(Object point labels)
==================================================

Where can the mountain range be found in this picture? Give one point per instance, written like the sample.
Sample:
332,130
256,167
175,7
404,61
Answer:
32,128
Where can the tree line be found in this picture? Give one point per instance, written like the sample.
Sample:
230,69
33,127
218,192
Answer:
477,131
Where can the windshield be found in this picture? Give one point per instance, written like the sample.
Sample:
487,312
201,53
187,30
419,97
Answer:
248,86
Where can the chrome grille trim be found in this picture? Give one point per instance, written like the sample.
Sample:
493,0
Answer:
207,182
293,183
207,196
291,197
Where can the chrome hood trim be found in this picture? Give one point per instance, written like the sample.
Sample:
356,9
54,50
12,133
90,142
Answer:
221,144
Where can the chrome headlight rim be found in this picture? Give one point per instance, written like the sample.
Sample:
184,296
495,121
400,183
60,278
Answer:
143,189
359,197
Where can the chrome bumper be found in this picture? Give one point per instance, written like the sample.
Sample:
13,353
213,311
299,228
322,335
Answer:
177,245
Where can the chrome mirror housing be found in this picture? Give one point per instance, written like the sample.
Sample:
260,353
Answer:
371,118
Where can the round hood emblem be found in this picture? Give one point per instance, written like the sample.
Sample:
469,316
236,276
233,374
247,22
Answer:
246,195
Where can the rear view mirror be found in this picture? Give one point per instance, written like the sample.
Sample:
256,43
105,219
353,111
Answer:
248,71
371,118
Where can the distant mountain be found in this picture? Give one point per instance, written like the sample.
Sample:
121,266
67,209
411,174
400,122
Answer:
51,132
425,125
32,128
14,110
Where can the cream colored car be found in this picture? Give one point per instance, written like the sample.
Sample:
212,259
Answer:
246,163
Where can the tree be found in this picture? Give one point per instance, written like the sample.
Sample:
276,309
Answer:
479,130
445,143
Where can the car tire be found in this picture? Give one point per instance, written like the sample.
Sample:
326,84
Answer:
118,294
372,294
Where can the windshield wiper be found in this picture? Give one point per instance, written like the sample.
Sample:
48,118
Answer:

==================================================

Aim of the task:
Every entry must be output again, exactly as written above.

Full response:
Where can the mountain range be found in this picture? Give one point per instance, written like the sample.
Sample:
332,130
256,167
175,7
404,61
Answer:
32,128
Where can the tree line be found in this picture? Give one point per instance, written like the sample.
Sample:
230,69
33,127
218,192
Answer:
477,131
Where can the windshield be found in this picture? Give one point per instance, written like the sample.
Sample:
487,312
201,53
187,30
419,97
Answer:
248,86
Where can the chrome grille trim be found in this picture? Give one point per instance, written like the sample.
Sample:
493,0
Answer:
207,182
293,183
207,196
291,197
Where can the chrome hood trim be found in this picture? Give one point per instance, written like the sample.
Sample:
356,9
54,50
12,133
90,142
Answer:
221,144
Where can the chrome headlight rim be found in this picture? Give one point per instance, written like the sample.
Sample:
184,296
495,121
400,183
60,278
Answer:
143,189
359,197
Where can the chrome bumper be found in this picture? Give one point per instance, written like the sample.
Sample:
13,353
213,311
299,228
322,335
Answer:
177,245
Where can the chrome mirror housing be found in this picture? Give one point per instance, written like the sample.
Sample:
260,353
Answer:
371,118
Where can the round hood emblem be found in this picture? Give one point per instance, written like the sample.
Sample:
469,316
236,276
233,374
247,22
Answer:
246,195
Where can the rear view mirror be found in this picture? Give one point per instance, written like the sample.
Sample:
256,43
105,219
353,111
Answer:
248,71
371,118
Where can the distant mountain be found in this picture? Give one point per instance, written like the sample.
Sample:
121,266
67,209
411,174
400,122
Answer:
51,132
425,125
32,128
14,110
Where can the cream colored car be found in this picture? Give one point per instance, written like the sample.
Sample:
212,259
Answer:
246,163
Where can the tree be found in this picture? Give one point per instance, written like the sample.
Sample:
276,309
Answer:
479,130
445,143
Where can the car tire be found in this picture? Give one point per instance, written like the sample.
Sample:
326,84
Answer:
118,294
372,294
Where can the windshield wiper be found in this picture? Give one point per instance, written like the sample.
Sample:
48,118
Answer:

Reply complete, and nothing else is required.